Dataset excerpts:
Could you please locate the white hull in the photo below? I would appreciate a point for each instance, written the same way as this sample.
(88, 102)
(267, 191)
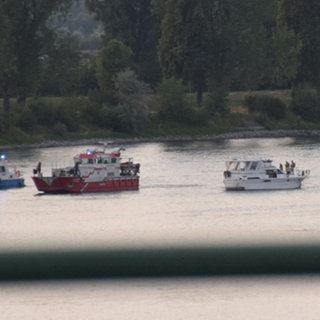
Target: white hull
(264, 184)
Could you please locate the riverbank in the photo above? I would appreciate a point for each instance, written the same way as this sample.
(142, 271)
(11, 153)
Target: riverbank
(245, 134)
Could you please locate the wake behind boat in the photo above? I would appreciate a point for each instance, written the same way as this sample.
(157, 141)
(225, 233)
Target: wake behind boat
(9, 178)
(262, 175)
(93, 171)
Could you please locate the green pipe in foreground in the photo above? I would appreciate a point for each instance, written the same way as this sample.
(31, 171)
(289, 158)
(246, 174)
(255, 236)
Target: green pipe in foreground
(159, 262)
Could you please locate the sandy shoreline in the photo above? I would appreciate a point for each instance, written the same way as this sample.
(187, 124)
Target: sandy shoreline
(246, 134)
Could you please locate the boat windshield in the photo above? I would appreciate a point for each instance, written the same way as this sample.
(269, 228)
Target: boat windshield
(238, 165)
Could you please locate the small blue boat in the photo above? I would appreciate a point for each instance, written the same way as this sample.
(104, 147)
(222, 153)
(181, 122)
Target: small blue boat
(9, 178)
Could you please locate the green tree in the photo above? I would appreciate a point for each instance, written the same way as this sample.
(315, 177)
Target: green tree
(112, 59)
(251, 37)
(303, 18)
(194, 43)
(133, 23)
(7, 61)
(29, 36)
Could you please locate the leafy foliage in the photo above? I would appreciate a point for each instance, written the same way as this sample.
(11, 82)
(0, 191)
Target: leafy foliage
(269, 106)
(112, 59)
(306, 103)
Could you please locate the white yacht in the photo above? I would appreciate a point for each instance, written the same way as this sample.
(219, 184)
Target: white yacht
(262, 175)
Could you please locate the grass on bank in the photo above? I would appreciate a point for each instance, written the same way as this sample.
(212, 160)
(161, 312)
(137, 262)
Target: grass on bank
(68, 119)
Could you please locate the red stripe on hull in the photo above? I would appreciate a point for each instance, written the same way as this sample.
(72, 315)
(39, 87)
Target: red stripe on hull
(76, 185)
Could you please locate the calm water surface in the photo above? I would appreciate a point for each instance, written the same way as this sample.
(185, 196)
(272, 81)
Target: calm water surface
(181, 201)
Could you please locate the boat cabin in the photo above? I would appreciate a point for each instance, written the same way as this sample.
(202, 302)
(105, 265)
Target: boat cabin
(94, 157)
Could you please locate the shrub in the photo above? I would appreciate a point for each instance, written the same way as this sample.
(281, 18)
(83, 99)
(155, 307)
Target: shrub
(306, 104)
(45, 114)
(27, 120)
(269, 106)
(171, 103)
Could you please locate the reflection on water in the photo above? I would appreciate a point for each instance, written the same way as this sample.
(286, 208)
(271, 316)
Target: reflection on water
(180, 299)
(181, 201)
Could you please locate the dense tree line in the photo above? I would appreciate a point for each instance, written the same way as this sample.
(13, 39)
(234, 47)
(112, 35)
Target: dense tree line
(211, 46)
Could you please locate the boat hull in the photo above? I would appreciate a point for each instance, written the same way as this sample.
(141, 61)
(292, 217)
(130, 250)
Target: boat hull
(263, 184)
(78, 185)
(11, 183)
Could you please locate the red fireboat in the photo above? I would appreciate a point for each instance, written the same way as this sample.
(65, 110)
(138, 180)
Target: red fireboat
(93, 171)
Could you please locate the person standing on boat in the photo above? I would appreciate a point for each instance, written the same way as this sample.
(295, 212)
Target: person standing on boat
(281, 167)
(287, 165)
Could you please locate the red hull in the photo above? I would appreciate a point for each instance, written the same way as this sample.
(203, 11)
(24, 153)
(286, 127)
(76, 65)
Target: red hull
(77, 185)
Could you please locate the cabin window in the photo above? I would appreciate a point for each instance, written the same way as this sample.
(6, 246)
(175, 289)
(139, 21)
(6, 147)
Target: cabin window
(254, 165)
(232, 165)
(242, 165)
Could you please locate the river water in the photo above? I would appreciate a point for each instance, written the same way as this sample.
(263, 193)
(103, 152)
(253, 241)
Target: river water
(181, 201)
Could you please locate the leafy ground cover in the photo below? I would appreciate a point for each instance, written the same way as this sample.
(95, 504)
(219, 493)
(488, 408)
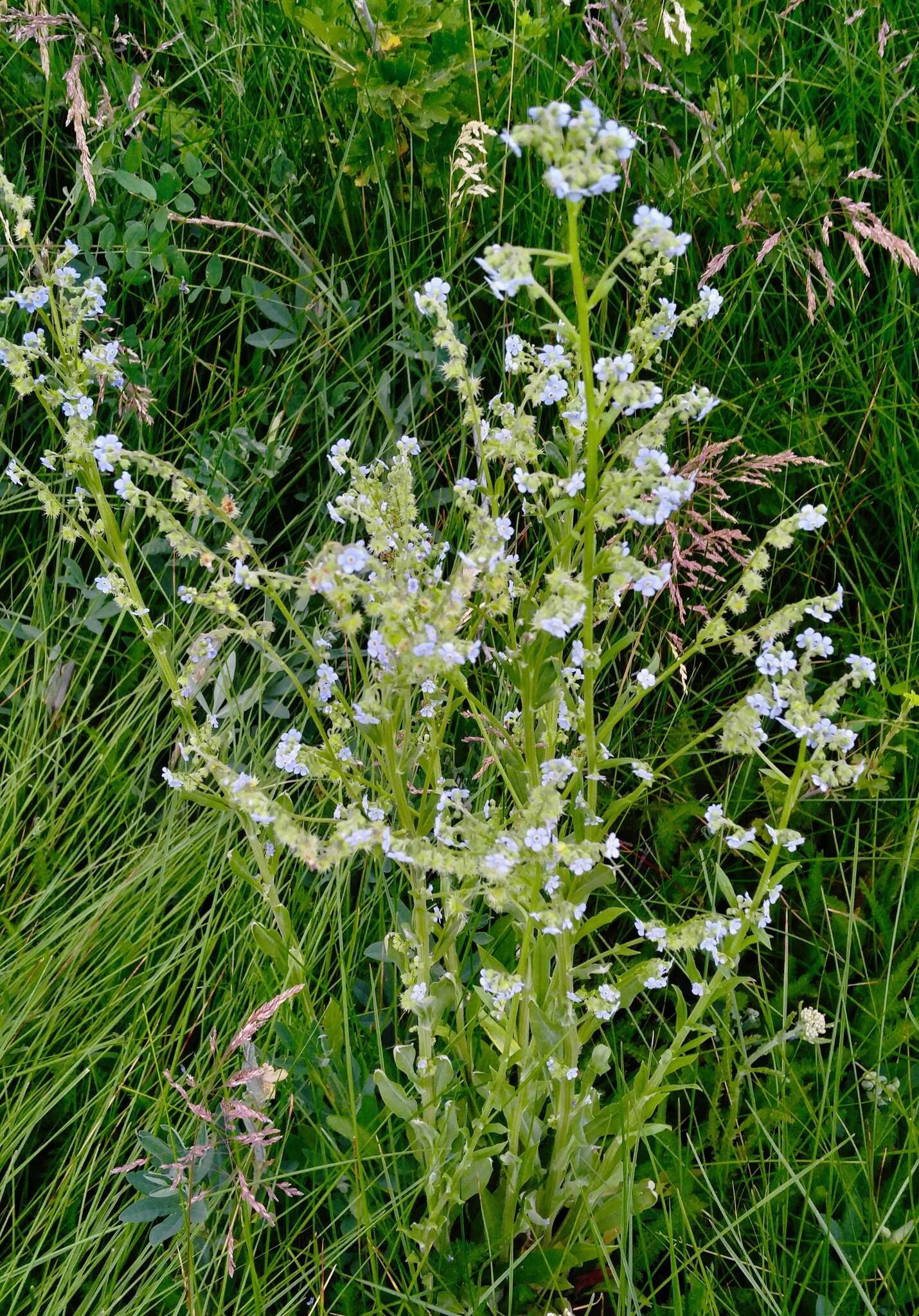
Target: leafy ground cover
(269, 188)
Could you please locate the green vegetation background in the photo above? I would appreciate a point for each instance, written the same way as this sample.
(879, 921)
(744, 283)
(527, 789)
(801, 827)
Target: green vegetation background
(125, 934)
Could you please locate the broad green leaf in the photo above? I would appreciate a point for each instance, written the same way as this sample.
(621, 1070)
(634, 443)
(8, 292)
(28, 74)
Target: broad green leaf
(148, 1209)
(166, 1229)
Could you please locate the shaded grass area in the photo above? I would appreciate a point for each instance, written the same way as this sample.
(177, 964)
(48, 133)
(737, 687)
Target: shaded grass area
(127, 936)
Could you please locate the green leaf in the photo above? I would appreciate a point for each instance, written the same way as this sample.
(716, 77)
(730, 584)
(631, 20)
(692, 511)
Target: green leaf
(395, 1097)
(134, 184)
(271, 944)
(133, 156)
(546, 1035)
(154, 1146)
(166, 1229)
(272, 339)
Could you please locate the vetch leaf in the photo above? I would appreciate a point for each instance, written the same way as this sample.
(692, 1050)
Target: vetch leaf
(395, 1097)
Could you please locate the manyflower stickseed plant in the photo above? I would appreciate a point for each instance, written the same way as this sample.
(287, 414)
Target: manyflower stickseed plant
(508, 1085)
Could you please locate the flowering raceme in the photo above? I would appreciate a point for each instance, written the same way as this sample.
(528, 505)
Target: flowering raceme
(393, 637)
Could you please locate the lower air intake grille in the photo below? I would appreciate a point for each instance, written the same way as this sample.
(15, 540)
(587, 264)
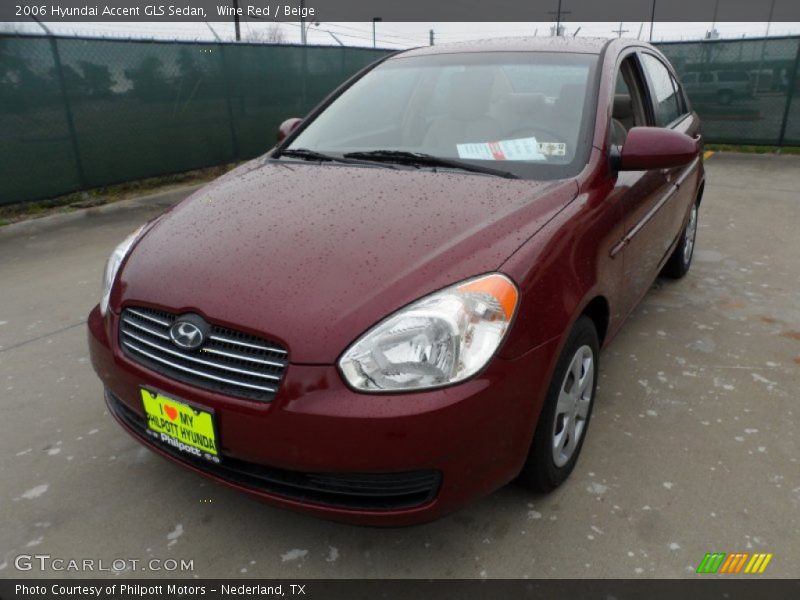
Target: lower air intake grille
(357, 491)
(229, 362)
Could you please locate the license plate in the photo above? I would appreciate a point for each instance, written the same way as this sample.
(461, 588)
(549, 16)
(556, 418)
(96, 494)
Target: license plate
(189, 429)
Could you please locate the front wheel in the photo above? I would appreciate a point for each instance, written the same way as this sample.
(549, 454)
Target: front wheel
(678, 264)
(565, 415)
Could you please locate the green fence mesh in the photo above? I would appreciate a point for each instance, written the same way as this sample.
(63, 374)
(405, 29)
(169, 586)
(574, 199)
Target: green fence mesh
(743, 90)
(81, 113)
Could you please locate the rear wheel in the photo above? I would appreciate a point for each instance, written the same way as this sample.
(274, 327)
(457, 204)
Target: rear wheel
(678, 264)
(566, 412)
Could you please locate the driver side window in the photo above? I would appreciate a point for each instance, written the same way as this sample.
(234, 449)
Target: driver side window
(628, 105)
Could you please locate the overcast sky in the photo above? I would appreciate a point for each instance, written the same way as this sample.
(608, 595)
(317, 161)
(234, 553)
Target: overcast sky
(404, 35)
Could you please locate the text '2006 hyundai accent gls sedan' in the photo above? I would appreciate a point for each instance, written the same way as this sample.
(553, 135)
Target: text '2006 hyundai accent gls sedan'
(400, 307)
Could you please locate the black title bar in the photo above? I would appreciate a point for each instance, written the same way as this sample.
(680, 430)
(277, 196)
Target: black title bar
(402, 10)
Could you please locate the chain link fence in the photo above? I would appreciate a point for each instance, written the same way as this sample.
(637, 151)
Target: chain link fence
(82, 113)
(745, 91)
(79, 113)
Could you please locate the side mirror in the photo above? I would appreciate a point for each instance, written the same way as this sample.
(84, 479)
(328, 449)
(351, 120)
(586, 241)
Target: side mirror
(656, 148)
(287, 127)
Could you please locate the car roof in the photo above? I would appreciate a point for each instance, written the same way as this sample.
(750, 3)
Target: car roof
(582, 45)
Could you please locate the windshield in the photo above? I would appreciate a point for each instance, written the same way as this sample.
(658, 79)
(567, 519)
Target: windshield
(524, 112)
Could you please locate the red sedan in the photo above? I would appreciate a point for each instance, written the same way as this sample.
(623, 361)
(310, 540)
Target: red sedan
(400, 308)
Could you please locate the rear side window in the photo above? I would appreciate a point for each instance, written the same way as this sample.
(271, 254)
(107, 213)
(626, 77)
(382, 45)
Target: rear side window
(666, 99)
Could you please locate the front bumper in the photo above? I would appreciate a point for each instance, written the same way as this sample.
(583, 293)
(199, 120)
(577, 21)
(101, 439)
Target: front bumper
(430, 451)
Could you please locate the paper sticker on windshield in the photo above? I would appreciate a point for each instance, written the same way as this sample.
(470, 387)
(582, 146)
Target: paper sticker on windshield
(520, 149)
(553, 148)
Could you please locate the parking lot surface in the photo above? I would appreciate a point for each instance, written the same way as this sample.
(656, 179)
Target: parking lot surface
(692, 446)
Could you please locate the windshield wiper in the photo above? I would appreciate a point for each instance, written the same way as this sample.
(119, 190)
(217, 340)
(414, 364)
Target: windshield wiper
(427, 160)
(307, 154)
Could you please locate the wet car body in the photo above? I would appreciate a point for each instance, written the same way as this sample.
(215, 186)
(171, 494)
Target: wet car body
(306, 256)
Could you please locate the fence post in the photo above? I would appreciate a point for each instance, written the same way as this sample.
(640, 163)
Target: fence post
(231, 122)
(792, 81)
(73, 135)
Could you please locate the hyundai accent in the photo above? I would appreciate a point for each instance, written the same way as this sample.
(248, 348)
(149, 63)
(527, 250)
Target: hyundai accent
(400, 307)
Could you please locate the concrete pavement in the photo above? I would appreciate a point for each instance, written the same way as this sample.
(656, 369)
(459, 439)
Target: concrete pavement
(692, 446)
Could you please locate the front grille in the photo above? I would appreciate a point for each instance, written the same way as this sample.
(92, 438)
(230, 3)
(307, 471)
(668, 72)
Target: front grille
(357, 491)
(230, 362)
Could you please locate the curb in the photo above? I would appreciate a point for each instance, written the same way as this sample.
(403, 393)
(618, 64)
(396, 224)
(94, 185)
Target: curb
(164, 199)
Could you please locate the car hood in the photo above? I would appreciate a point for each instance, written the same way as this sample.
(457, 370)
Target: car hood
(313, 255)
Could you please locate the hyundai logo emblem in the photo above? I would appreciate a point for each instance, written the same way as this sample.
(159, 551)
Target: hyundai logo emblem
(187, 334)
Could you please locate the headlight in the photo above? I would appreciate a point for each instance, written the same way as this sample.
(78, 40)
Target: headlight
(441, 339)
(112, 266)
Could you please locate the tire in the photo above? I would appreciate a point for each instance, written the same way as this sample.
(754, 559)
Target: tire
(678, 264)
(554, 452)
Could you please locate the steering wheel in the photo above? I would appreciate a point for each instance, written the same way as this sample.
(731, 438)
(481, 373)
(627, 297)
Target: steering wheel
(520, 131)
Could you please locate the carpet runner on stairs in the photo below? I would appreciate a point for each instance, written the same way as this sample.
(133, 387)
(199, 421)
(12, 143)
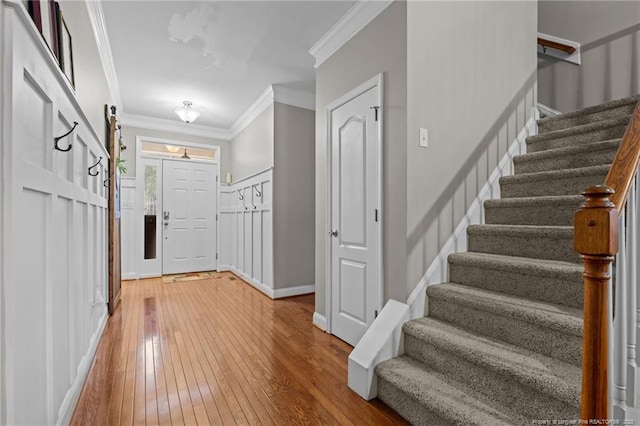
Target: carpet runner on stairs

Exercise details — Each line in the data that holds the string "stairs" needs to be copied.

Task response —
Could you please locate the carpet runner on stairs in the photo below? I would appreciate a point for each instance, written the same way as this sample.
Target: carpet runner on stairs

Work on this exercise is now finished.